:: Work task ::
Leaving the pictures aside, transcribe the data below exactly.

[Image-grounded pointing data]
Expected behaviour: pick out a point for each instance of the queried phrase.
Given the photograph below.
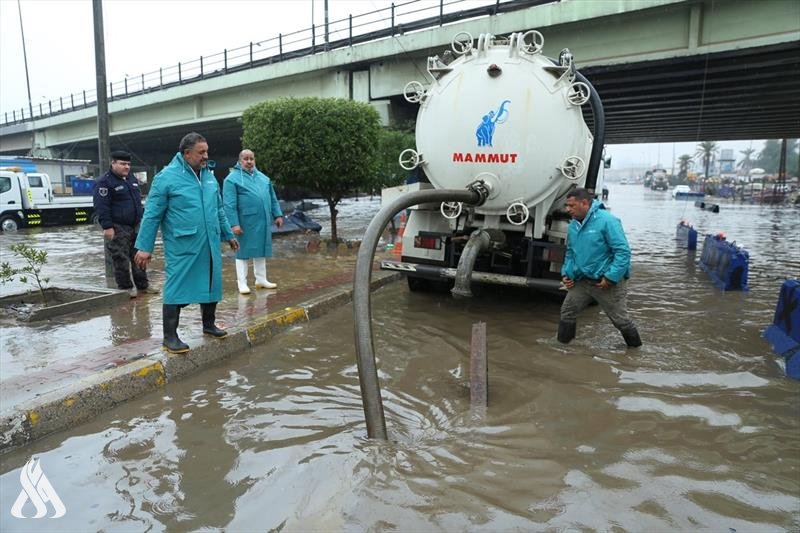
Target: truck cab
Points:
(26, 200)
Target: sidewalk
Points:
(59, 373)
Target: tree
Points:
(770, 156)
(324, 144)
(684, 165)
(747, 163)
(707, 153)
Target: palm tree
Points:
(707, 153)
(684, 164)
(747, 163)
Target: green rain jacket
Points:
(193, 225)
(250, 202)
(597, 247)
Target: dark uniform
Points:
(118, 205)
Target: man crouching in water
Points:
(184, 201)
(596, 266)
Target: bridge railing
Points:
(399, 18)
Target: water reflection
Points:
(696, 430)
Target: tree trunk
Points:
(334, 212)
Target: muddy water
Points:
(696, 430)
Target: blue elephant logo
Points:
(485, 131)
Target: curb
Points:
(92, 395)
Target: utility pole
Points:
(102, 112)
(25, 58)
(100, 72)
(326, 24)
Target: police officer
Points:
(118, 205)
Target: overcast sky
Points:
(143, 35)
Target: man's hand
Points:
(142, 259)
(605, 283)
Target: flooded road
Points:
(698, 429)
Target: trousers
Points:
(121, 251)
(614, 301)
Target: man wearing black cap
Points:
(118, 205)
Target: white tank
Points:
(503, 113)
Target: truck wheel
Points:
(9, 223)
(418, 284)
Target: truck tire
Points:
(9, 223)
(416, 284)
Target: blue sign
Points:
(485, 131)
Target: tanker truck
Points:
(500, 114)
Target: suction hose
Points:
(599, 133)
(477, 243)
(475, 194)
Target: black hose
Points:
(365, 352)
(599, 133)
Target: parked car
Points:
(681, 189)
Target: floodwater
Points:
(696, 430)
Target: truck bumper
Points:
(439, 273)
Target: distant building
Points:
(727, 163)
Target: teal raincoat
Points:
(250, 202)
(597, 247)
(193, 225)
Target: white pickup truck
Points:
(27, 200)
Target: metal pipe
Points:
(365, 353)
(478, 242)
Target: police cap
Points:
(120, 155)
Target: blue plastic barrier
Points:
(725, 263)
(686, 235)
(784, 333)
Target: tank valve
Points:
(517, 213)
(414, 92)
(409, 159)
(572, 168)
(450, 210)
(578, 93)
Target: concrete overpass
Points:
(667, 70)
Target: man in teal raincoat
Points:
(251, 205)
(184, 202)
(596, 267)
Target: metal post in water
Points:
(478, 367)
(102, 109)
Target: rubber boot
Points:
(566, 331)
(209, 312)
(631, 336)
(260, 268)
(171, 316)
(241, 276)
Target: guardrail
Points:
(397, 19)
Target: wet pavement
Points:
(39, 357)
(698, 429)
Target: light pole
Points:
(25, 58)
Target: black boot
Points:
(171, 316)
(566, 331)
(631, 336)
(209, 312)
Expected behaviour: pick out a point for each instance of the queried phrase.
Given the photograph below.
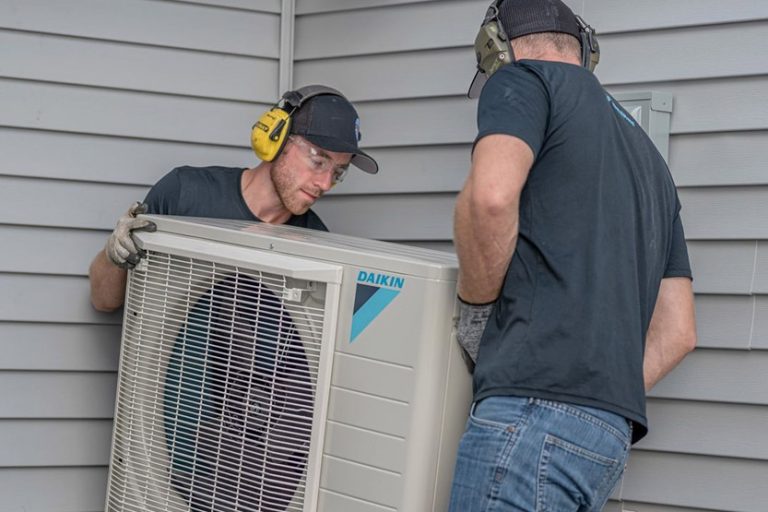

:: Result of this task ::
Expected behaviour: pick out a point for each instance of the queried phrase.
Given the photograph below.
Target: truck cab
Points:
(26, 200)
Target: sidewalk
Points:
(59, 373)
Target: tree
Points:
(770, 156)
(324, 144)
(684, 165)
(747, 163)
(707, 153)
Target: palm tree
Points:
(707, 153)
(684, 164)
(747, 163)
Target: green rain jacket
Points:
(193, 225)
(250, 202)
(597, 247)
Target: dark uniform
Points:
(118, 205)
Target: man crouching in water
Points:
(184, 201)
(596, 266)
Target: bridge railing
Points:
(399, 18)
Target: water reflection
Points:
(696, 430)
Target: tree trunk
Points:
(334, 212)
Target: muddy water
Points:
(696, 430)
Target: blue elephant logo
Points:
(485, 131)
Target: curb
Points:
(92, 395)
Target: utility pole
Points:
(102, 112)
(25, 58)
(100, 72)
(326, 24)
Target: police officer
Points:
(118, 205)
Target: overcast sky
Points:
(143, 35)
Target: man's hand
Points:
(142, 259)
(605, 283)
Target: flooded road
Points:
(698, 429)
Target: trousers
Points:
(121, 251)
(614, 301)
Target: man wearing black cap
Points:
(118, 205)
Target: white tank
Points:
(503, 113)
Target: truck wheel
Points:
(9, 223)
(418, 284)
Target: truck tire
Points:
(9, 223)
(416, 284)
Target: blue sign
Points:
(485, 131)
Target: tanker truck
Points:
(500, 114)
Target: suction hose
Points:
(599, 133)
(477, 243)
(475, 194)
Target: black hose
Points:
(365, 352)
(599, 133)
Target: parked car
Points:
(681, 189)
Target: floodwater
Points:
(696, 430)
Target: truck bumper
Points:
(439, 273)
Target: distant building
Points:
(727, 163)
Target: teal raincoat
Points:
(250, 202)
(597, 247)
(193, 225)
Target: white pickup truck
Points:
(27, 200)
Target: metal pipe
Points:
(365, 353)
(478, 242)
Target: police cap
Points:
(120, 155)
Target: blue plastic barrier
Points:
(725, 263)
(686, 235)
(784, 333)
Target: tank valve
Points:
(517, 213)
(414, 92)
(409, 159)
(572, 168)
(450, 210)
(578, 93)
Target: concrete overpass
Points:
(667, 70)
Target: man in teal raincoat
Points:
(251, 205)
(184, 202)
(596, 267)
Target: metal post in water
Points:
(478, 367)
(102, 109)
Target: rubber boot
Points:
(566, 331)
(209, 312)
(631, 336)
(260, 268)
(171, 316)
(241, 276)
Target: guardrail
Points:
(397, 19)
Target: wet pavement
Points:
(39, 357)
(698, 429)
Target: light pole
Points:
(25, 58)
Target: black boot
Points:
(171, 316)
(566, 331)
(631, 336)
(209, 312)
Expected behaviour: pick out a point for each instance of the queried phrase.
Given the photograph below.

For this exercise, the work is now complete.